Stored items
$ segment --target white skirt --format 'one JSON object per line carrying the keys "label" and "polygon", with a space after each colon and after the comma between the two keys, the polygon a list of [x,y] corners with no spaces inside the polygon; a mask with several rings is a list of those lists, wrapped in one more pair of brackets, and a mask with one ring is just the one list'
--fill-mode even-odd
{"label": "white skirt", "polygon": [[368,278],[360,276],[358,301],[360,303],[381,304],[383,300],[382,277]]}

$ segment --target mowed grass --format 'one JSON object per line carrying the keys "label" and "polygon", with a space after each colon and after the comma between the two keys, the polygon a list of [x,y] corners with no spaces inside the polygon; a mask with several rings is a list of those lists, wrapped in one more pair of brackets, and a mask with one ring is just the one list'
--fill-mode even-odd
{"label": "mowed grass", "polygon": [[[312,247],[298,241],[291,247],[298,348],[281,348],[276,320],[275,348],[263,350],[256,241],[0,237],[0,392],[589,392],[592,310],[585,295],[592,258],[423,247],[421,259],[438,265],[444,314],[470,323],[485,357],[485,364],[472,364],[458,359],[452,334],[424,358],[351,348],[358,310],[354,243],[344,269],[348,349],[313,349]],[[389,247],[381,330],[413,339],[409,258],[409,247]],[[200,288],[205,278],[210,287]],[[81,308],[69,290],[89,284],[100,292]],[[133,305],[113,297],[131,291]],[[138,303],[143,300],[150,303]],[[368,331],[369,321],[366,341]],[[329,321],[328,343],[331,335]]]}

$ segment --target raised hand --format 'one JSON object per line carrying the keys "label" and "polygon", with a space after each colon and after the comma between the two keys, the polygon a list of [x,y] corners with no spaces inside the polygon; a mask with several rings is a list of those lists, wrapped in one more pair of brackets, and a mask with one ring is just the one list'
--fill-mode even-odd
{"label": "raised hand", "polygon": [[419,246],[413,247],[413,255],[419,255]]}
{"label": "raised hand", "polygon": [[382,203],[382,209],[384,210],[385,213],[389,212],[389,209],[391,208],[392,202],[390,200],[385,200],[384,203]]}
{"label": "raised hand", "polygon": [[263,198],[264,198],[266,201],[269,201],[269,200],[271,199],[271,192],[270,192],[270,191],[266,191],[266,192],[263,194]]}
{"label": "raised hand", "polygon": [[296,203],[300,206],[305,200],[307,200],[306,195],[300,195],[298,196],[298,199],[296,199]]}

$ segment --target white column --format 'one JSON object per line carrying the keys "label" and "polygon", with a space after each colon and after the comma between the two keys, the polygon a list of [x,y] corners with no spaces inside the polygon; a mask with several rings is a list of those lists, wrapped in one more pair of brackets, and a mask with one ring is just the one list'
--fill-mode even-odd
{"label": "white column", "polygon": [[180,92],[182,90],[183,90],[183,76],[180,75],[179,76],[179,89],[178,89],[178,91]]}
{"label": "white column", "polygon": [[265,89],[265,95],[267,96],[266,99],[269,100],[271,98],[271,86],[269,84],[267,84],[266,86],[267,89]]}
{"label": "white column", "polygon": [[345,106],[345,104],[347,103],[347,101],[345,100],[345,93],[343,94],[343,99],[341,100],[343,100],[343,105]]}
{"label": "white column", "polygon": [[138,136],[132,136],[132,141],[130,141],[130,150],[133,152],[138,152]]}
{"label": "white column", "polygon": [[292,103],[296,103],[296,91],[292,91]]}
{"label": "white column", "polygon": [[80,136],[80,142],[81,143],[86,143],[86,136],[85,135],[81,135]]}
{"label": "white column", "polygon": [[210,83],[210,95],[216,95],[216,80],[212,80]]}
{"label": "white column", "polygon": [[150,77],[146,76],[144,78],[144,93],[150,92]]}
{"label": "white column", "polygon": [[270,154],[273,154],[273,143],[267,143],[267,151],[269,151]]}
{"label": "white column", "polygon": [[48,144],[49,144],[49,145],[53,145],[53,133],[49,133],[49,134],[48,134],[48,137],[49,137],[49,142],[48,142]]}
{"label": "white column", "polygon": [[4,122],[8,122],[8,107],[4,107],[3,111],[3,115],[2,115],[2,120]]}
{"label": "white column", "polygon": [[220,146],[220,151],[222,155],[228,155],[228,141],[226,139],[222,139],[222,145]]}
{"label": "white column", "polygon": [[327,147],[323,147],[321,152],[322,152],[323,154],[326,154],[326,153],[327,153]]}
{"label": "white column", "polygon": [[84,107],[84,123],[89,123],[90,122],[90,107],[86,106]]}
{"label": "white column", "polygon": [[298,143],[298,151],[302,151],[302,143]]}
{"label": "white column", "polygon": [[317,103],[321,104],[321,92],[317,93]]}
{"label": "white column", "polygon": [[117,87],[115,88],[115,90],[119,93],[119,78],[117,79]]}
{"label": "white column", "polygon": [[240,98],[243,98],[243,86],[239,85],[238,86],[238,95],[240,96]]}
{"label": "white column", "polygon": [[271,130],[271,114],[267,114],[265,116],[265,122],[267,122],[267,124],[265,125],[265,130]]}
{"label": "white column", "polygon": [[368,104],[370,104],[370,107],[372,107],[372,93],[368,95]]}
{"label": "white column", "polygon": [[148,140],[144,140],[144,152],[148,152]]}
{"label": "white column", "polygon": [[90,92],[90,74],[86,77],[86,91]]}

==

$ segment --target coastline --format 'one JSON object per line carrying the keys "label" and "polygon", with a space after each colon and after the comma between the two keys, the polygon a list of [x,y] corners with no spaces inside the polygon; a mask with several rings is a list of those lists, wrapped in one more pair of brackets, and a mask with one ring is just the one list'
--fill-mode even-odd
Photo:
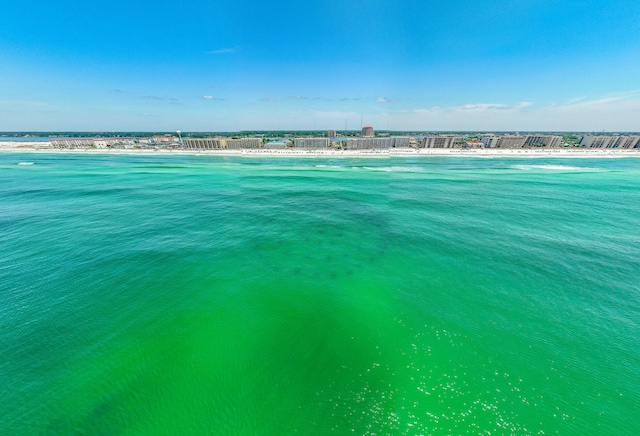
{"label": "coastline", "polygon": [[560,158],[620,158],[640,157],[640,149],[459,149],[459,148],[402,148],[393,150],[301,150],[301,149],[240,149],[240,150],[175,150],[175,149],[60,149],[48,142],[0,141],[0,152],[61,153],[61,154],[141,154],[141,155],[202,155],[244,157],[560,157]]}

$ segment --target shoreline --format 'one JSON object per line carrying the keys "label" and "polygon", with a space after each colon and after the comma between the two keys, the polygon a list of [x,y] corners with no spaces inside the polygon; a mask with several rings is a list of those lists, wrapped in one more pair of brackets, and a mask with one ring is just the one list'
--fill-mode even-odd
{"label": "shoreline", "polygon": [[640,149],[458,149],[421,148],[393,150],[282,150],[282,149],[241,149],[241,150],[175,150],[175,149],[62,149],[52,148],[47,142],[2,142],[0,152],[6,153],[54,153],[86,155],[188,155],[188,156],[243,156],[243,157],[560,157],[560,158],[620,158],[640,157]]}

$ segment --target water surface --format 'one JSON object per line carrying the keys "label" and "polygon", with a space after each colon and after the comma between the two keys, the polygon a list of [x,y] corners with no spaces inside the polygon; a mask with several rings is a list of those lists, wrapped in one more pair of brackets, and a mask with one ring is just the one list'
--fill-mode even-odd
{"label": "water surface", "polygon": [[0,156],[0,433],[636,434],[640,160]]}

## Instructions to follow
Working from the data above, extract solely the lines from the one containing "--target white skirt" through the one containing "segment --target raised", exactly as they appear, both included.

## Response to this exercise
$ segment --target white skirt --format 'one JSON object per line carrying the keys "label" and "polygon", with a space after each colon and after the comma between the two keys, the polygon a list of [x,y] corners with no spaces inside the polygon; a mask with several rings is a list of those lists, wrapped in one more pair of brackets, and a mask with one ring is just the one list'
--fill-mode even-odd
{"label": "white skirt", "polygon": [[368,278],[360,276],[358,301],[360,303],[381,304],[383,300],[382,277]]}

$ segment --target mowed grass --format 'one JSON object per line carrying the keys "label" and "polygon", with a space after each colon and after the comma between the two keys, the polygon a list of [x,y] corners with no spaces inside the polygon; a mask with several rings is a list of those lists, wrapped in one more pair of brackets, and a mask with one ring is just the one list'
--fill-mode even-odd
{"label": "mowed grass", "polygon": [[[312,247],[298,241],[291,247],[298,348],[281,348],[276,320],[275,348],[263,350],[256,241],[0,237],[0,392],[589,392],[592,310],[585,295],[592,258],[423,247],[421,259],[438,265],[444,314],[470,323],[485,357],[485,364],[472,364],[458,359],[452,334],[424,358],[351,348],[358,310],[354,243],[344,269],[348,349],[313,349]],[[389,247],[381,330],[413,339],[409,258],[409,247]],[[200,288],[205,278],[210,287]],[[81,308],[69,290],[89,284],[100,292]],[[133,305],[113,297],[131,291]],[[138,303],[143,300],[150,303]],[[368,331],[369,321],[366,341]],[[329,321],[328,343],[331,335]]]}

$ segment --target raised hand --format 'one JSON object per line carrying the keys "label" and "polygon", with a space after each colon and after the comma between the two keys, the polygon a list of [x,y] corners with no spaces inside the polygon; a mask with several rings is a list of those lists, wrapped in one more pair of brackets, and a mask with one ring is just the one list'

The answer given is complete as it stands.